— START SOURCE EXCERPT —
It may be provided in pack or individual tab form, such that it may be attached on an ad-hoc basis to such surfaces as may require its function. (Small tabs or pas with adhesive peel-off backing, strips with adhesive backing, spray cans for individual application, etc.)
It may be provided to persons, to wear or carry in such a way that they may utilise it by holding, or otherwise applying the material briefly In contact with a surface before touching it.
There is some evidence that use of the equaliser in one form or another can act to discharge static charge induced onto an ungrounded body by the passage of another body (in the case of moving machinery, for example, a moving part may pass by an insulated metal part) or by other electrical or electromagnetic means. The presence of equalizer material between the two parts or at a different point, but acting upon the insulated component, may act to discharge the induced potential, thus preventing the long-term build up of charge on the insulated part. Similarly, there is some evidence that the equaliser can reduce static potential between bodies without direct contact with one or both of the bodies.
In the case of personnel static problems, people acquire potential relative to fixtures and fittings that are differently charged, and since all that is required is contact (or close proximity) between the person and a "ground" through the intermediary of the equaliser, it is perfectly possible for the person to carry an equaliser and interpose it or otherwise utilise it as required in order to discharge his/her static build up without the generation of an undesirable discharge--especially a sensible spark. A portable equalizer can, for example, take the form of a thimble, a conductive propelling pencil with an equalising plastic end cap, equalising nail varnish, a tissue/handkerchief, a ring worn on the finger, or a personal spray.
An equalising material could be used as an end cap or pad fitted to the end of a writing implement, provided the implement was itself conductive. A key, for example for a drawer of a filing cabinet, may have an equalising grip, or a key-like device, a dummy key, for example, adapted to be carried on a key ring, may have a metal shank with an equalising grip, A key ring itself may be fashioned wholly or partly of equalising material. Alternatively, the key ring may be provided with a fob of equalising material. The material or pad may also be incorporated on other personal articles, e.g. an article worn by or attached to the person for example around the wrist or neck.
Embodiments of static charge equalisers according to the invention will now be described with reference to the accompanying drawings in which:
FIG. 1 is a front view of an equaliser pad
FIG. 2 is a back view of the pad of FIG. 1
FIG. 3 is a side elevation of the pad of FIGS. 1 and 2
FIG. 4 is a view of a pad in place on a door handle
FIG. 5 in a view of a pad in place on a filing cabinet
FIG. 6 is a view of pads in place on a personal computer
FIG. 7 is a view of a larger pad in place in a machine environment
FIG. 8 is a view of equaliser in a textile thread processing machine
FIG. 9 is a view of a key or key-like device
FIG. 10 is a view of a metal propelling pencil fitted with an equalising tip
FIG. 11 is a view of a car with equalisers placed in optional positions.
The drawings illustrate static charge equalisers comprising pads 11 of a material having a surface resistivity and/or a volume resistivity and dielectric properties such that charge from an approaching charged body is passed through the equaliser without any undesirable spark being generated.
— END SOURCE EXCERPT —
— START RECORD LIST —
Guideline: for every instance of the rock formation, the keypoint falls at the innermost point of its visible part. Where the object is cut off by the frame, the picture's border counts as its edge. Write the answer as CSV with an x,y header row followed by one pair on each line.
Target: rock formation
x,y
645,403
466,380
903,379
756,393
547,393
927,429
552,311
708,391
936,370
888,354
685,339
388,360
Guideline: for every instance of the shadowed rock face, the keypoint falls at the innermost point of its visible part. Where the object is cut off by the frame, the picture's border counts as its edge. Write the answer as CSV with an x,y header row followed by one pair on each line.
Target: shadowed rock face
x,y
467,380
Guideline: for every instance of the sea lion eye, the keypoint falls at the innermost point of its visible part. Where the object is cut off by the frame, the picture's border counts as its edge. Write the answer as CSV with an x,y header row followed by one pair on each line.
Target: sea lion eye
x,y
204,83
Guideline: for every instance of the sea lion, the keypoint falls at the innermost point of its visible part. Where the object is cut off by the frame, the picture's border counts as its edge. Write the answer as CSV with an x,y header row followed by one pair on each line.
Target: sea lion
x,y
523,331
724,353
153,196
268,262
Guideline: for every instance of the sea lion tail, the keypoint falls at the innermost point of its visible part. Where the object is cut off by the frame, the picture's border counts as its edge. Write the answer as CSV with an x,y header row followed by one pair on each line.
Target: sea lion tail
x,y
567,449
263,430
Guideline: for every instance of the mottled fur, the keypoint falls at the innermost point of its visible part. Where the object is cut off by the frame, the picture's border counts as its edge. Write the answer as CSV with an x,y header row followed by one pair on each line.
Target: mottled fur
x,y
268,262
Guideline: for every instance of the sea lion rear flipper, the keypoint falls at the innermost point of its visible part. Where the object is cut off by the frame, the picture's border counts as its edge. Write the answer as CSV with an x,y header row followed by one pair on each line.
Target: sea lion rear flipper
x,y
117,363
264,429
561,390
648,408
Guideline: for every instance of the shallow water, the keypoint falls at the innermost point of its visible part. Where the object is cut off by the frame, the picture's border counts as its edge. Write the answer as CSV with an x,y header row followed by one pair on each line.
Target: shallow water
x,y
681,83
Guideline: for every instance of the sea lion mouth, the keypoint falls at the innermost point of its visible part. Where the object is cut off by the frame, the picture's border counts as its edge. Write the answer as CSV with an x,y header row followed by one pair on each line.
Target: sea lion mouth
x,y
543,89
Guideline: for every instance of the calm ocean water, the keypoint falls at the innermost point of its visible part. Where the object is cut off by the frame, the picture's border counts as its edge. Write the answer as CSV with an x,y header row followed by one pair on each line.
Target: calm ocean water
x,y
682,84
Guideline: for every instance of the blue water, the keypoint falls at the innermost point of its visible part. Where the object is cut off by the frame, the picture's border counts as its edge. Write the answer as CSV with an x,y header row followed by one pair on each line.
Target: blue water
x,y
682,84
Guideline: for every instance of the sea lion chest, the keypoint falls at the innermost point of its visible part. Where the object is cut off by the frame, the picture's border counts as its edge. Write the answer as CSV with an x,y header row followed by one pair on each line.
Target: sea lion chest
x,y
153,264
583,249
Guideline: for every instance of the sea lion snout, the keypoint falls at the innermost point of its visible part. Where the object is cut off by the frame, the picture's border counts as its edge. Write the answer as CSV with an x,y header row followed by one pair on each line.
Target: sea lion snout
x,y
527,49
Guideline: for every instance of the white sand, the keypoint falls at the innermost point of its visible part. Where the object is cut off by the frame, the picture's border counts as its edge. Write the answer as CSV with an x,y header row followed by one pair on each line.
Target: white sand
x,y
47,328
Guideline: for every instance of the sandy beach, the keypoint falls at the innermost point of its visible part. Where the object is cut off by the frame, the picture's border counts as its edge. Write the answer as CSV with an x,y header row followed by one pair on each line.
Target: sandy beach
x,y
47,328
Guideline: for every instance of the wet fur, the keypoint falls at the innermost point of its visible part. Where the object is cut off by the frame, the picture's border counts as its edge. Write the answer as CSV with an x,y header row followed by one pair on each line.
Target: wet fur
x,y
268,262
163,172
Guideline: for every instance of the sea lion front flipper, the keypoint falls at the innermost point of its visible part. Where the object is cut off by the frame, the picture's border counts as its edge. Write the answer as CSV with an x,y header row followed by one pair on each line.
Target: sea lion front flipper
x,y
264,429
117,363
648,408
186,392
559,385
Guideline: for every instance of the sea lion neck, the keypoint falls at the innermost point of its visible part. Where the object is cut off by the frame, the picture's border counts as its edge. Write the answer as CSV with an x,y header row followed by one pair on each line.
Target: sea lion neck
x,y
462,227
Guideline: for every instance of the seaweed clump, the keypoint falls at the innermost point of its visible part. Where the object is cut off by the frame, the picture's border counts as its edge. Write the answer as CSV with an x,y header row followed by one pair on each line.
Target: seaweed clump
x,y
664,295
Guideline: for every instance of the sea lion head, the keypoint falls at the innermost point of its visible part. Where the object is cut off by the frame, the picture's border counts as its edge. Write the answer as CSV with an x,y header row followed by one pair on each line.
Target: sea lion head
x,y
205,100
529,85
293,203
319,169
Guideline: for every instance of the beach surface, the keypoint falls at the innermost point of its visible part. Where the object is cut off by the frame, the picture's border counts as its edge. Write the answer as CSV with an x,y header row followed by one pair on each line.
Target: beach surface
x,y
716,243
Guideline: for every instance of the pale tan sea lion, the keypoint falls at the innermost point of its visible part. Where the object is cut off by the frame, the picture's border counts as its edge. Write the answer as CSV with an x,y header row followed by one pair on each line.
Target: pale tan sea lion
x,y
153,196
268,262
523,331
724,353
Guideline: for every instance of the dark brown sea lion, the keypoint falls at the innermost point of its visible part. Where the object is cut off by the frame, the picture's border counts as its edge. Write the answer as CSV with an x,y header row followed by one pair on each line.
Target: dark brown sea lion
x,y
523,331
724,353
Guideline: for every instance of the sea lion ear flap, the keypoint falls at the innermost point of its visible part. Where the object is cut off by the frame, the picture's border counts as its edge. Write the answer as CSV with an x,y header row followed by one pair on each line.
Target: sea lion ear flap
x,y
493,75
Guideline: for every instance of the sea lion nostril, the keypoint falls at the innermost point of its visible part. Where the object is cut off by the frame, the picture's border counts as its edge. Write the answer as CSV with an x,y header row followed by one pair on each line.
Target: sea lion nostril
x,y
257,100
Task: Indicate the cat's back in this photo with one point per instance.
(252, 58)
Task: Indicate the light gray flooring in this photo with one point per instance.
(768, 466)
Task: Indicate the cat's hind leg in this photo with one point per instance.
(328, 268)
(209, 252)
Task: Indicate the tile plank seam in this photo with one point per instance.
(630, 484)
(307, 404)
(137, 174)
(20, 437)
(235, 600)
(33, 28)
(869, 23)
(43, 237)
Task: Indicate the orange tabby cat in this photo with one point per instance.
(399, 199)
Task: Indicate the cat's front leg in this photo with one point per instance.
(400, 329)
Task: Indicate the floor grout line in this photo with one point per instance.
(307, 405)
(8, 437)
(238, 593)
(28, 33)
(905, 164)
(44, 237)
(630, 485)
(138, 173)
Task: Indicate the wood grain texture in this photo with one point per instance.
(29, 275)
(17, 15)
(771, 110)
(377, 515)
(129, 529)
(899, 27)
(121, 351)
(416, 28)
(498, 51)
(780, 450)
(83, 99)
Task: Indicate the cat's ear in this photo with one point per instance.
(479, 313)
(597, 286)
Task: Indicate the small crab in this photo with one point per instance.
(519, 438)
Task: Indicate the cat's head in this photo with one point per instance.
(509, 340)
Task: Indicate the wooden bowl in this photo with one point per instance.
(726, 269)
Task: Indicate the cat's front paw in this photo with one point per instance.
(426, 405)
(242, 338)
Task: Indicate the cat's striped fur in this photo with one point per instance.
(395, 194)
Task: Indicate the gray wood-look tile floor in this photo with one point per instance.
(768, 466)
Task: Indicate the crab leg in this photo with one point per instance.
— END RECORD LIST —
* _REQUIREMENTS_
- a) In the static charge equalizer excerpt, list the forms given in the sentence beginning "A portable equalizer can, for example".
- b) Carry the static charge equalizer excerpt forward, starting right after its final sentence.

* _RESPONSES_
- a)
- a thimble
- a conductive propelling pencil with an equalising plastic end cap
- equalising nail varnish
- a tissue/handkerchief
- a ring worn on the finger
- a personal spray

- b)
A suitable material for the pads 11 is polyvinylchloride with or without plasticiser (e.g. a phthalate plasticiser such as bis-(2ethylhexyl) phthalate in an amount around 45% by weight, without or substantially without any filler material (an inorganic filler content of about 1% gives good results) and 2 to 6% (by weight of resin) of an antistatic agent which may be a quaternary ammonium compound or polyethylene glycol.
A fingerprint size pad 11 such as is illustrated in FIGS. 1 to 3 and shown in use in FIGS. 4 to 6 is very effective in an office or domestic environment. To the back of the pad 11 is attached a piece of double-sided adhesive tape 12 by which it may be attached to a surface. The tape 12 only covers half of the back of the pad, thereby allowing direct contact between pad 11 and surface. Any static charge built up on the person is discharged safely to the object to which the pad is attached without any sensation of shock. If the pad is on a sensitive device such as a computer, keyboard or computer peripheral device, the pad safely controls the electrostatic discharge, thus helping to prevent damage to the device. By preventing a damaging spark from being generated, the equaliser can prevent damage to equipment remote from the immediate point of dissipation caused by magnetic or electromagnetic radiation or induced currents.
In the case of high static potential build up which would normally result in an undesirable spark, the dissipation may be heard as a slight rustling sound, which confirms that a desirable discharge or potential reduction has taken place. In any event, touching the pad provides a safe and painless way of equalizing potential before the object proper is touched.
The larger palm-sized pad 11 illustrated in FIG. 7 is no more or less effective than the smaller finger print sized pad of FIGS. 1 to 6, but is more visible in a cluttered machine environment and reduces the chance of missing the pad through clumsiness, lack of concentration, or lack of time, thus improving safety. Although this larger sized pad can be safely and painlessly touched exactly as the fingerprint sized pad, it may be sufficient just to bring the hand into close proximity.
FIG. 8 illustrates an equaliser pad 11 secured as by adhesive around its edge to a grounded metal surface 81 of a textile thread processing machine. A textile thread 82 which would normally be highly charged as a result of rubbing other parts of machine is safely and effectively discharged by running in close proximity to the pad 11. The thread 82 could actually be in contact with the pad 11 and this would be very effective but may give rise to wear of the pad. Rollers over which threads run could, of course, be covered with the material and metal or, ceramic components such as thread guides 83 could be coated with and/or mounted on pads of the material.
FIG. 9 illustrates a key 91, for example for a door or filing cabinet, with a dissipative grip 92, whilst FIG. 10 illustrates a propelling pencil with conductive metal body 101 and an end-mounted pad/eraser 102 of equaliser material.
FIG. 11 illustrates equaliser pads 11 souse of which have been attached internally and some externally so that occupants or people having left the vehicle can touch them prior to making contact directly with the metal or paintwork of the vehicle.
The following table summarises the properties of two materials, M1 and M2, found to be effective and compares them with three materials found unsatisfactory. It may be of interest that M1 was subjectively judged better than M2.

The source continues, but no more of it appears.